### Excerpt provided
++++++

View profile

Big Revolution - Facebook’s VR threat horizon

Happy Valentine’s Day, folks. I love you all (in an appropriate way for a newsletter writer to love h
February 14 · Issue #347 · View online
Big Revolution
Happy Valentine’s Day, folks. I love you all (in an appropriate way for a newsletter writer to love his subscribers, you understand).
– Martin from Big Revolution

Big things you need to know today
  • Apple’s March event will launch subscription video and news offerings, Bloomberg reports. According to CNBC, Netflix won’t be part of the video service. Recode reports that Apple has got some publishers signed up to a 50/50 revenue split for the ‘Spotify for news’ service (they think Apple can sign up so many subscribers the split won’t matter), although big US newspapers aren’t biting.
  • The controversial EU copyright directive is just a parliamentary vote away from becoming law. After a brief roadbump over Christmas, the directive, which will mean EU countries need to introduce a ‘link tax’ and copyright filtering on uploads to online services, looks set to pass.

++++++

### Record list
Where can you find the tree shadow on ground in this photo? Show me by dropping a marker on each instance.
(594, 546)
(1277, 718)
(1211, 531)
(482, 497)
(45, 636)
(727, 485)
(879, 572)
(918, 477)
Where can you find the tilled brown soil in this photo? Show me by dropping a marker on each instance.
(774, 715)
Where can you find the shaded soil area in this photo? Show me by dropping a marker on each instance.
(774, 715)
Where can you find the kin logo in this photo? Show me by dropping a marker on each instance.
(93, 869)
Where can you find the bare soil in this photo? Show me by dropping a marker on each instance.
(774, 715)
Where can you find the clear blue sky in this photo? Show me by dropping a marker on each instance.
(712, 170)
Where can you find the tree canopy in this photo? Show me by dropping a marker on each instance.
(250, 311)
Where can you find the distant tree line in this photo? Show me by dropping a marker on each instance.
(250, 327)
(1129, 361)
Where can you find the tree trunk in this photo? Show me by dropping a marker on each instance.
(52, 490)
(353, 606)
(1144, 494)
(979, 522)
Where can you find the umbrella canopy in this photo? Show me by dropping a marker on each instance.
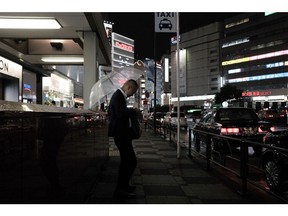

++++++

### Parts of the exercise
A. In the newsletter excerpt, why have some publishers agreed to a 50/50 revenue split for Apple's news service? Answer in one to three sentences.
B. Show every line in the rows that contains the word "each".

### Per-task outputs
A. They think Apple can sign up so many subscribers that the split won't matter.

B.
Where can you find the tree shadow on ground in this photo? Show me by dropping a marker on each instance.
Where can you find the tilled brown soil in this photo? Show me by dropping a marker on each instance.
Where can you find the shaded soil area in this photo? Show me by dropping a marker on each instance.
Where can you find the kin logo in this photo? Show me by dropping a marker on each instance.
Where can you find the bare soil in this photo? Show me by dropping a marker on each instance.
Where can you find the clear blue sky in this photo? Show me by dropping a marker on each instance.
Where can you find the tree canopy in this photo? Show me by dropping a marker on each instance.
Where can you find the distant tree line in this photo? Show me by dropping a marker on each instance.
Where can you find the tree trunk in this photo? Show me by dropping a marker on each instance.
Where can you find the umbrella canopy in this photo? Show me by dropping a marker on each instance.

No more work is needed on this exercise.